**WHAT THE EXERCISE ASKS**.
Count how many lines of the records contain the word "statue", and give only that number.
• • • •
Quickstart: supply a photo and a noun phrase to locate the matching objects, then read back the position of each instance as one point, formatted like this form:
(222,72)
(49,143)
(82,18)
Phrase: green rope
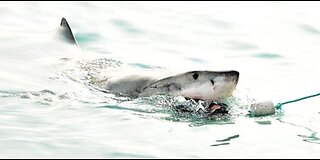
(279,105)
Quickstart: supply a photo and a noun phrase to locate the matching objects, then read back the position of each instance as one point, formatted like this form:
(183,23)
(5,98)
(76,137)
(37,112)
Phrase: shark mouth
(211,108)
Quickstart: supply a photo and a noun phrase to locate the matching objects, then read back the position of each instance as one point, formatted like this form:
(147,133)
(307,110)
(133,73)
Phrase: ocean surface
(47,110)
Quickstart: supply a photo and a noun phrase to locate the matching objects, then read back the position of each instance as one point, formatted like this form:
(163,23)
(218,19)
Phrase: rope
(279,105)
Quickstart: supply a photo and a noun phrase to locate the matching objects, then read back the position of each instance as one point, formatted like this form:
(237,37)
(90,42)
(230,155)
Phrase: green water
(47,110)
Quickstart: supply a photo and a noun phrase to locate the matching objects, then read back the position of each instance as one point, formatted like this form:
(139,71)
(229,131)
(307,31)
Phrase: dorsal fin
(66,32)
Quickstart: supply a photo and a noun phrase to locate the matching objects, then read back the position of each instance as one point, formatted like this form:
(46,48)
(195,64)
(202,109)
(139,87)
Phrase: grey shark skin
(204,85)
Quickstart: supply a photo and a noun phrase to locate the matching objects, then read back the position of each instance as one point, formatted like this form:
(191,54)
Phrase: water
(47,110)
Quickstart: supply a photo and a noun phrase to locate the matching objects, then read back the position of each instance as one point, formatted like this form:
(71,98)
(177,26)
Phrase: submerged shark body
(200,85)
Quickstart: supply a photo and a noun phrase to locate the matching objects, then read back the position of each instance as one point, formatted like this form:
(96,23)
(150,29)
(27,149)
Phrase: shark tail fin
(66,32)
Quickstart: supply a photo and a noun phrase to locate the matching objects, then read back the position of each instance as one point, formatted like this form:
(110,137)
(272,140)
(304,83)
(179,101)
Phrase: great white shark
(199,84)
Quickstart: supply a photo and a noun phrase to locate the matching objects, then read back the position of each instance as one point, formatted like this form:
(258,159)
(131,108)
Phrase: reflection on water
(49,108)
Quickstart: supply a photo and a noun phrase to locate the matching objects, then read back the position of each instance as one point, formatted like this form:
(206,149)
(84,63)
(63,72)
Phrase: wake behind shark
(199,85)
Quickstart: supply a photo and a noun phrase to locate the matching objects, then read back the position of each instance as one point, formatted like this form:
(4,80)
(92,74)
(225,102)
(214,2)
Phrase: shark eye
(195,76)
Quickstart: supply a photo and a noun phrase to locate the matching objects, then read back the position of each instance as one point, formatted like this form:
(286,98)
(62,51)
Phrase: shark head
(203,85)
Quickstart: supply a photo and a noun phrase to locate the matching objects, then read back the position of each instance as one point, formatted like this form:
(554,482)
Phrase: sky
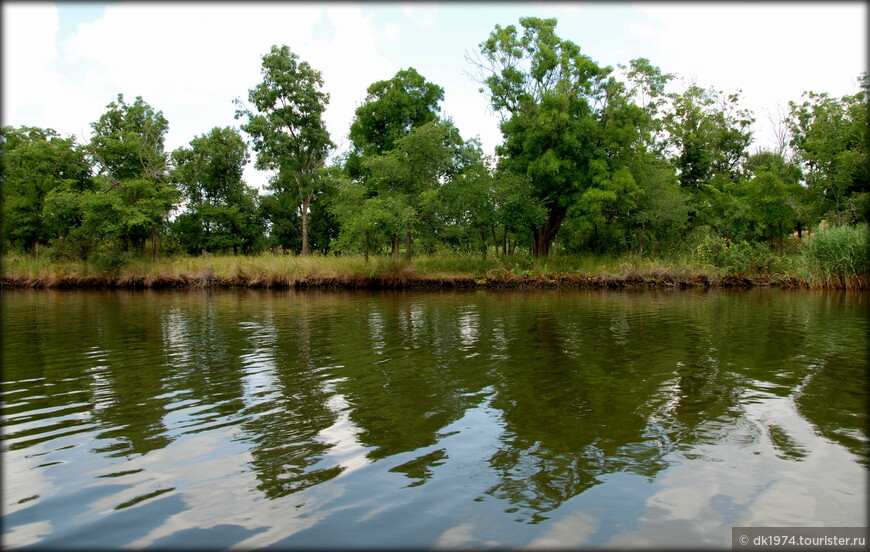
(63,62)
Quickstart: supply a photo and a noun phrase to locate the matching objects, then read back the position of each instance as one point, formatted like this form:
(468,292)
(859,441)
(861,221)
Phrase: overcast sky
(64,62)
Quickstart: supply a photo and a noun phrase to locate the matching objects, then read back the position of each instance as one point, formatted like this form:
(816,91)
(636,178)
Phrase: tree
(288,131)
(221,209)
(709,140)
(560,112)
(38,166)
(414,169)
(773,195)
(830,138)
(135,195)
(391,109)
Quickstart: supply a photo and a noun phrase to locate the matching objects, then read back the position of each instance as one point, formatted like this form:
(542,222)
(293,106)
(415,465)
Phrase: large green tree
(221,211)
(413,171)
(562,115)
(135,195)
(709,137)
(40,166)
(391,109)
(829,136)
(287,128)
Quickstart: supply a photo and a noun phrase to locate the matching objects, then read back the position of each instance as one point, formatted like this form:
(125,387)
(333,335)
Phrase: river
(337,419)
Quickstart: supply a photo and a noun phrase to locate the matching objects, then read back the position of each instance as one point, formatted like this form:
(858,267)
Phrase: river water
(568,418)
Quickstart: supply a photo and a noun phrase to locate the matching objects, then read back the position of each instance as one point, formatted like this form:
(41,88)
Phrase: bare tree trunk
(543,237)
(483,243)
(366,248)
(305,203)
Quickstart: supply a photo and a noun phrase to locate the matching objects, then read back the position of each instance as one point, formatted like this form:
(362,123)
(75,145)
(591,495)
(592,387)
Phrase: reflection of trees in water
(401,374)
(573,407)
(284,430)
(585,384)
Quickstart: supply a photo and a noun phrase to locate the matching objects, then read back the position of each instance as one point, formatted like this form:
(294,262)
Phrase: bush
(75,246)
(841,253)
(736,258)
(109,258)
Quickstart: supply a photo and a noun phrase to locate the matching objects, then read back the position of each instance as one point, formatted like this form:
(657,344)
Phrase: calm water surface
(258,419)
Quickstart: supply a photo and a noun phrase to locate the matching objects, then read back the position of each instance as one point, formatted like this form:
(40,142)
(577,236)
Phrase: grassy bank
(435,271)
(832,258)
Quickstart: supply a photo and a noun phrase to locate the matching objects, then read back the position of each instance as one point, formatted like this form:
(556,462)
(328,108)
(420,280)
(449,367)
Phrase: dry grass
(282,271)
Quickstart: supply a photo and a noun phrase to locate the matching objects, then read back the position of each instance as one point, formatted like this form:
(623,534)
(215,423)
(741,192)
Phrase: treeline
(593,159)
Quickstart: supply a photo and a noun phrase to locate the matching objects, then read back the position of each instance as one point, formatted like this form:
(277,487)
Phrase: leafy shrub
(841,253)
(736,258)
(109,258)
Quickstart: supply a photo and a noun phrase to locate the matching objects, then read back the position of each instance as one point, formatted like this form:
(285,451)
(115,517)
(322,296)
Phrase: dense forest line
(594,160)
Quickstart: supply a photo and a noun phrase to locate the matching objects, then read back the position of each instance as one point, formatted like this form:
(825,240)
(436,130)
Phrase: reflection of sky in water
(672,478)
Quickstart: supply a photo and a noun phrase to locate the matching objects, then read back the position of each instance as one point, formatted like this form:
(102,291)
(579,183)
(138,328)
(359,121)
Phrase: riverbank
(436,271)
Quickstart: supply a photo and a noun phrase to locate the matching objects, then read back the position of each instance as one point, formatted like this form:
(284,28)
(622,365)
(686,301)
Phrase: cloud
(392,31)
(188,60)
(29,59)
(423,14)
(772,52)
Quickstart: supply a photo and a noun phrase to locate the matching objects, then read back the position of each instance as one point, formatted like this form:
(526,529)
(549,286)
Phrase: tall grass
(842,255)
(834,257)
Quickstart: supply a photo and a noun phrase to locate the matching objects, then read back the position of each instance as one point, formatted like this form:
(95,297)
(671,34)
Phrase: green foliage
(565,120)
(287,129)
(830,139)
(735,258)
(109,258)
(842,253)
(391,109)
(39,167)
(134,195)
(222,211)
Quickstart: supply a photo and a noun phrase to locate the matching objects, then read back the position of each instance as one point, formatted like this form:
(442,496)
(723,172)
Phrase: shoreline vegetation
(609,178)
(806,266)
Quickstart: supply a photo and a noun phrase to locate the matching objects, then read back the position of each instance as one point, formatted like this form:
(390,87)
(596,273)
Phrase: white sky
(63,62)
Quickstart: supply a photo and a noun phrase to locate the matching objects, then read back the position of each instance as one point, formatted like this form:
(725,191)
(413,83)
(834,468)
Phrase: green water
(283,419)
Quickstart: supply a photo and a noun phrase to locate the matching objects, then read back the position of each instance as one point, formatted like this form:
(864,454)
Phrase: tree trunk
(780,237)
(483,243)
(305,203)
(366,248)
(543,237)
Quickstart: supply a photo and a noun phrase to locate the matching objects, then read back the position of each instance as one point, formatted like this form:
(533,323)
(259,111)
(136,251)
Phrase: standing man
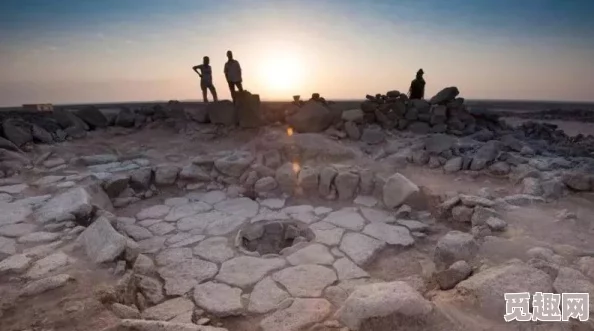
(417,86)
(206,79)
(233,74)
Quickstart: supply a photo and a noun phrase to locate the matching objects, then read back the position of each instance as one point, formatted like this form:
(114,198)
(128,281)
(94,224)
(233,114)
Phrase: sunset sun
(282,72)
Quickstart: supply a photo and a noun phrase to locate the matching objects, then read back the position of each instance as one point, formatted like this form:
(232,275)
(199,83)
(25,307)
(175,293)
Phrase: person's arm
(195,68)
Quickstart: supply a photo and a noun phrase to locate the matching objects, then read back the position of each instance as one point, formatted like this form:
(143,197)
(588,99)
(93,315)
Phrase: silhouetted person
(233,74)
(417,86)
(206,79)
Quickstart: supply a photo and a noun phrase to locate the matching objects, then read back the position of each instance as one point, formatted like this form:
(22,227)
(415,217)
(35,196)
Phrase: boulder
(352,130)
(248,109)
(397,190)
(489,287)
(312,117)
(166,174)
(382,300)
(439,143)
(438,115)
(17,131)
(125,118)
(222,112)
(102,243)
(346,184)
(353,115)
(77,204)
(485,155)
(265,184)
(234,164)
(578,181)
(419,127)
(93,117)
(456,273)
(327,176)
(308,179)
(445,96)
(143,325)
(8,145)
(41,135)
(453,165)
(454,246)
(286,176)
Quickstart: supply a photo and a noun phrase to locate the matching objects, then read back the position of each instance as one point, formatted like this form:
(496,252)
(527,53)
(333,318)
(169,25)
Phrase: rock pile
(445,112)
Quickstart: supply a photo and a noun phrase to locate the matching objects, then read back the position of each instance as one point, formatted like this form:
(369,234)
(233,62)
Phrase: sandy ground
(76,308)
(571,128)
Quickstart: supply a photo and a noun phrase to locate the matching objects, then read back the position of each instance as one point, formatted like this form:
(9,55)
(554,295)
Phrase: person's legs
(213,91)
(203,86)
(232,90)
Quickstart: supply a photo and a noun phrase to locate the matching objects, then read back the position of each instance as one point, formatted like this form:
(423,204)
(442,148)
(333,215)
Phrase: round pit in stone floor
(272,237)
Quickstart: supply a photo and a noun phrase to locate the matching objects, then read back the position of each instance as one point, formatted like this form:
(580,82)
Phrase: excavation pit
(272,237)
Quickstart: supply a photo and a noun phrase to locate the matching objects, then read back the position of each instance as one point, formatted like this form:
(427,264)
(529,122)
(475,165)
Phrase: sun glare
(281,72)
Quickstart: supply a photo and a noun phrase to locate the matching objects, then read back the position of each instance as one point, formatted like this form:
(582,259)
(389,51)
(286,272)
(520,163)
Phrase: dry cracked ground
(220,229)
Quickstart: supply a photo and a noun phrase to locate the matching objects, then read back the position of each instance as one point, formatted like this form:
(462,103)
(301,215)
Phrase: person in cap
(233,74)
(417,86)
(205,74)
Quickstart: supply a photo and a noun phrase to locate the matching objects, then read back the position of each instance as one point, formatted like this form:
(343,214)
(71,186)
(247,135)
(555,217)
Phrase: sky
(84,51)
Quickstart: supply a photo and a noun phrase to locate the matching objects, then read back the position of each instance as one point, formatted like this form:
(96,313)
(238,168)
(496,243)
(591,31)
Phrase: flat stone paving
(189,241)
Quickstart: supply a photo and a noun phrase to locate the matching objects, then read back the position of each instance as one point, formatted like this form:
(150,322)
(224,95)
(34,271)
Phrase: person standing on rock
(206,79)
(417,86)
(233,74)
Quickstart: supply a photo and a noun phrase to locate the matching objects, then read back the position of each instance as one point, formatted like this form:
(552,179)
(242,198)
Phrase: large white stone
(76,203)
(15,264)
(198,223)
(391,234)
(346,269)
(360,248)
(102,242)
(39,286)
(38,237)
(243,207)
(266,296)
(48,264)
(212,197)
(17,230)
(273,203)
(215,249)
(246,271)
(13,189)
(397,190)
(218,299)
(137,325)
(225,225)
(179,212)
(302,313)
(305,280)
(13,213)
(382,300)
(173,256)
(182,277)
(312,254)
(153,212)
(377,215)
(326,233)
(168,309)
(346,218)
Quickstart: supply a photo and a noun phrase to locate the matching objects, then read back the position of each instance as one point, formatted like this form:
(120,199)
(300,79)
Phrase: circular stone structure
(272,237)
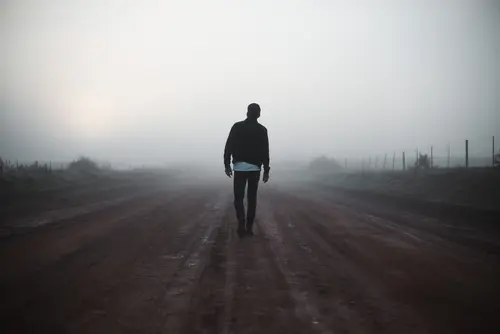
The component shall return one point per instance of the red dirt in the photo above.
(320, 262)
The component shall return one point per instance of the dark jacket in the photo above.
(248, 142)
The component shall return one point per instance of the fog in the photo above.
(161, 82)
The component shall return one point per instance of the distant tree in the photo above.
(423, 162)
(83, 164)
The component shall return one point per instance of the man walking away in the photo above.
(248, 144)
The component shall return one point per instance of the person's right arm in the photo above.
(228, 151)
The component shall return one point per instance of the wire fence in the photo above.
(467, 154)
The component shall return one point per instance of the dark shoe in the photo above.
(249, 229)
(241, 230)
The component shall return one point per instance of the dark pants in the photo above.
(240, 181)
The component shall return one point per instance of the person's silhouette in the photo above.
(248, 145)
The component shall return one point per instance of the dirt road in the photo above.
(321, 262)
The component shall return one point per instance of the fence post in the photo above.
(432, 157)
(466, 153)
(449, 153)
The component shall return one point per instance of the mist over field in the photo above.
(161, 82)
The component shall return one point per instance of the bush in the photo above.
(83, 165)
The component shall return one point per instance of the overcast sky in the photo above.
(161, 81)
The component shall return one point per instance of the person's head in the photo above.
(253, 112)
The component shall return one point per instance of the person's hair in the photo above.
(253, 111)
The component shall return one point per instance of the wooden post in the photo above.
(466, 153)
(449, 154)
(432, 157)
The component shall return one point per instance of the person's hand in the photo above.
(229, 172)
(266, 177)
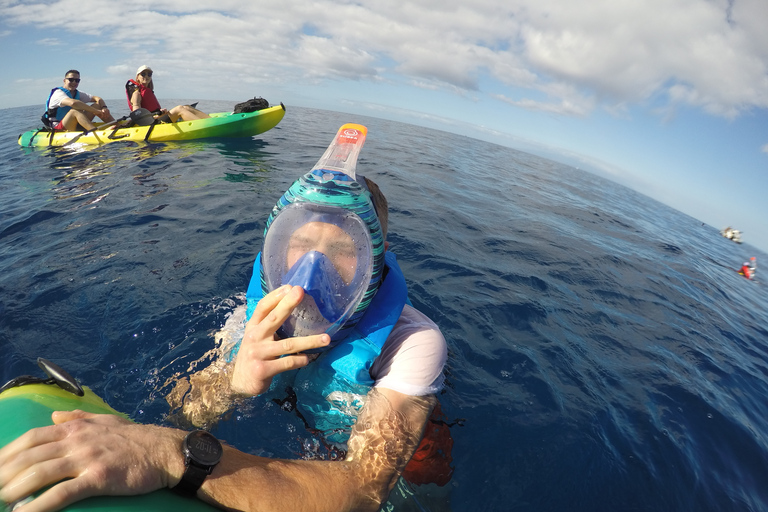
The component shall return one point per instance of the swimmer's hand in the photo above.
(88, 454)
(262, 355)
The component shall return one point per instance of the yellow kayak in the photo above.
(222, 124)
(27, 402)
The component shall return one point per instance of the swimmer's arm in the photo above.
(102, 454)
(362, 482)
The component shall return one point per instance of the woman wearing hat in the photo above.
(141, 94)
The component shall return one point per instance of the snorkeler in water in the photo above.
(329, 317)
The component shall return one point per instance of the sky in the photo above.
(667, 97)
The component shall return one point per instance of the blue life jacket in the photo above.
(330, 391)
(53, 115)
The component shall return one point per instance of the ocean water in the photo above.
(603, 352)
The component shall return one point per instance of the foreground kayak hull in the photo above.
(222, 124)
(31, 406)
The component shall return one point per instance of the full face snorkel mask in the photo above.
(324, 235)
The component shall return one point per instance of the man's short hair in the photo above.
(381, 205)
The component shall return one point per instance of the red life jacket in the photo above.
(148, 98)
(432, 461)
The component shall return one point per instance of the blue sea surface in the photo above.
(604, 354)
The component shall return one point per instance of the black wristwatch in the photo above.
(201, 452)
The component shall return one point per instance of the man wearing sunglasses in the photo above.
(70, 109)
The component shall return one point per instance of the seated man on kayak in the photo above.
(330, 319)
(68, 108)
(141, 94)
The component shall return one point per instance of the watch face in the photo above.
(203, 448)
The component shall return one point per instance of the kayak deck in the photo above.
(221, 124)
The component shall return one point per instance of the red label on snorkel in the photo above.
(348, 136)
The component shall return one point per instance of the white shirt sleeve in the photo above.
(412, 359)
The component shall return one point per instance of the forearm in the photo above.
(247, 482)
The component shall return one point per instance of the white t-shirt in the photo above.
(412, 359)
(58, 96)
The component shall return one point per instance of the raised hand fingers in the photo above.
(269, 302)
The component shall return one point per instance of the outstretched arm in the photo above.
(212, 391)
(107, 455)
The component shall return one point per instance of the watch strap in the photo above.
(192, 479)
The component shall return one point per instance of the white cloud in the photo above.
(558, 56)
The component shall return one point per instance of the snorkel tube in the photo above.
(330, 193)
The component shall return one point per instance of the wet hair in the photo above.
(380, 204)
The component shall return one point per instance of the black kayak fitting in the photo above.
(56, 375)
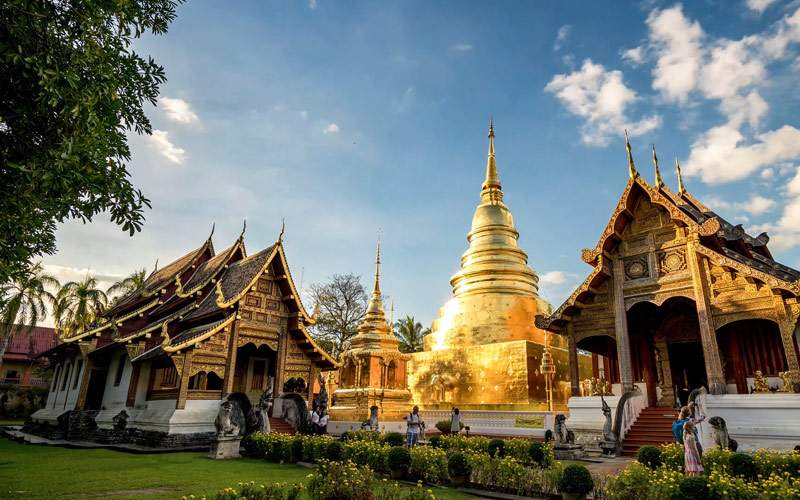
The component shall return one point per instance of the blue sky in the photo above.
(347, 118)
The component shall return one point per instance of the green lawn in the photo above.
(31, 471)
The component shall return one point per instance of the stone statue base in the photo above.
(568, 451)
(225, 447)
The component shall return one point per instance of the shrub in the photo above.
(398, 458)
(497, 448)
(694, 488)
(335, 480)
(429, 464)
(334, 451)
(576, 480)
(743, 465)
(458, 465)
(649, 456)
(394, 439)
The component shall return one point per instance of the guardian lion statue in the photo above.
(720, 434)
(224, 422)
(562, 434)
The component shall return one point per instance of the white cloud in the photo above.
(759, 5)
(178, 110)
(553, 278)
(634, 55)
(721, 154)
(461, 47)
(677, 42)
(161, 143)
(602, 99)
(562, 36)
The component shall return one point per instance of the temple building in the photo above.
(484, 350)
(154, 370)
(678, 299)
(373, 371)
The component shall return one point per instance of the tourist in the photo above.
(414, 426)
(455, 421)
(691, 453)
(323, 422)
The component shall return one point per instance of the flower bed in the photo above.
(764, 474)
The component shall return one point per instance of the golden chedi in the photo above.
(484, 351)
(373, 369)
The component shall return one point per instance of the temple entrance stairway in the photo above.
(280, 426)
(653, 427)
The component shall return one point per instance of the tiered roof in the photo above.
(720, 240)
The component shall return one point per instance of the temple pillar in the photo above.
(574, 375)
(787, 332)
(230, 363)
(621, 327)
(708, 335)
(183, 389)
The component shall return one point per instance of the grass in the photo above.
(31, 471)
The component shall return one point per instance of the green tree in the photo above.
(71, 88)
(410, 334)
(126, 285)
(24, 303)
(78, 304)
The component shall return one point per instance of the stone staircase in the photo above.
(281, 426)
(653, 427)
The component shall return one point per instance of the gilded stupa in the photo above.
(484, 350)
(373, 369)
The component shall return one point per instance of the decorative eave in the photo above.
(613, 230)
(159, 325)
(213, 329)
(114, 322)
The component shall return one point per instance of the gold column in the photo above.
(621, 327)
(787, 332)
(708, 335)
(574, 375)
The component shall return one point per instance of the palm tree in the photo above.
(78, 304)
(125, 286)
(410, 334)
(24, 302)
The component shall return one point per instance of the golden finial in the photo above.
(681, 188)
(659, 180)
(632, 173)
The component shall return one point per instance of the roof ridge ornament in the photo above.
(632, 173)
(659, 180)
(681, 188)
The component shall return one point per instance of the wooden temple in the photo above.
(205, 326)
(679, 298)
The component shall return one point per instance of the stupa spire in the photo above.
(491, 191)
(632, 173)
(681, 188)
(659, 180)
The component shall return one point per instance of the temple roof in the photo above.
(724, 243)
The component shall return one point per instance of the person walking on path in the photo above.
(414, 426)
(691, 452)
(455, 421)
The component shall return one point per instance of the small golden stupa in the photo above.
(484, 351)
(373, 369)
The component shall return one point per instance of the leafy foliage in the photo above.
(342, 304)
(71, 87)
(410, 333)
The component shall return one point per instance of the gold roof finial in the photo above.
(632, 173)
(681, 188)
(659, 180)
(491, 190)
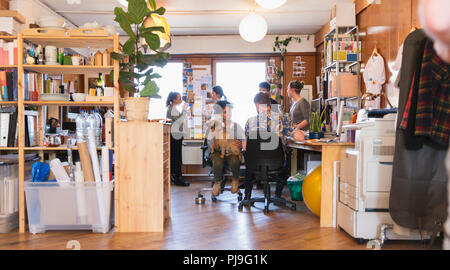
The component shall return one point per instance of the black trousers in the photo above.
(175, 156)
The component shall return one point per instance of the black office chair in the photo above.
(268, 166)
(207, 162)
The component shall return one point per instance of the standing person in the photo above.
(217, 93)
(300, 108)
(227, 137)
(265, 87)
(176, 138)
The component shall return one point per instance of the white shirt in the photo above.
(374, 74)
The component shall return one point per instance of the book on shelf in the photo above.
(9, 129)
(9, 191)
(8, 84)
(8, 53)
(30, 81)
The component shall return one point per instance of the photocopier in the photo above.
(365, 180)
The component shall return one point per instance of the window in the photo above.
(240, 81)
(172, 80)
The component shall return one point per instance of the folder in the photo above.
(4, 128)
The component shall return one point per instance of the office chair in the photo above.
(268, 166)
(207, 162)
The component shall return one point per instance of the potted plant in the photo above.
(136, 74)
(316, 122)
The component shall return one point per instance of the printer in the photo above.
(365, 176)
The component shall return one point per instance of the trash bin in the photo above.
(295, 188)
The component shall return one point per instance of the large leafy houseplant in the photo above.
(136, 74)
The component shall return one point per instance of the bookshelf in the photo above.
(338, 59)
(90, 42)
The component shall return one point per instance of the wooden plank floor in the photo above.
(212, 226)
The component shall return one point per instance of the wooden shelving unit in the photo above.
(336, 35)
(60, 42)
(69, 103)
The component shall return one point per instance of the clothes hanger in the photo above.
(375, 51)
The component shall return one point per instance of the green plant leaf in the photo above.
(138, 10)
(152, 29)
(128, 47)
(152, 40)
(152, 4)
(160, 11)
(124, 21)
(159, 60)
(150, 89)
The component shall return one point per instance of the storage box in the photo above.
(9, 183)
(9, 222)
(348, 85)
(69, 206)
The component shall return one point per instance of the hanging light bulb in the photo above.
(270, 4)
(253, 27)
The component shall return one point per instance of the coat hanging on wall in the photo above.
(418, 198)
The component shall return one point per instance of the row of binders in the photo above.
(8, 84)
(9, 129)
(8, 52)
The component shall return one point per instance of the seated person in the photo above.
(225, 140)
(270, 121)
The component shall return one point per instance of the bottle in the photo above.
(100, 85)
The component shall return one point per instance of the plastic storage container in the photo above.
(295, 188)
(9, 190)
(69, 206)
(9, 222)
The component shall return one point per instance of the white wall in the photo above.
(33, 9)
(233, 44)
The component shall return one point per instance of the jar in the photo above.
(52, 140)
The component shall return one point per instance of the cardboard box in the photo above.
(348, 85)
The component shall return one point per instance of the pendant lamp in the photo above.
(270, 4)
(253, 27)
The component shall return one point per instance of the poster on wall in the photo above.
(298, 68)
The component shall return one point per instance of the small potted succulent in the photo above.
(316, 122)
(136, 74)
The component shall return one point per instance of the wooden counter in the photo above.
(143, 187)
(331, 152)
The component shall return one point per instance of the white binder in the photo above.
(4, 128)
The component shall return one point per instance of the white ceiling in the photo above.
(210, 17)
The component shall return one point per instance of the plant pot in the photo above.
(315, 135)
(136, 108)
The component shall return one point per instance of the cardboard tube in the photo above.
(98, 180)
(105, 164)
(86, 163)
(80, 195)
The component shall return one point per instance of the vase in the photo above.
(136, 108)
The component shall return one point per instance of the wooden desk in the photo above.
(143, 188)
(331, 152)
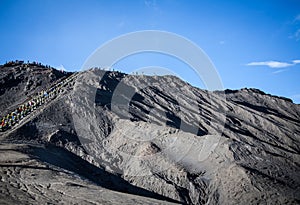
• • • •
**TASK OUTPUT**.
2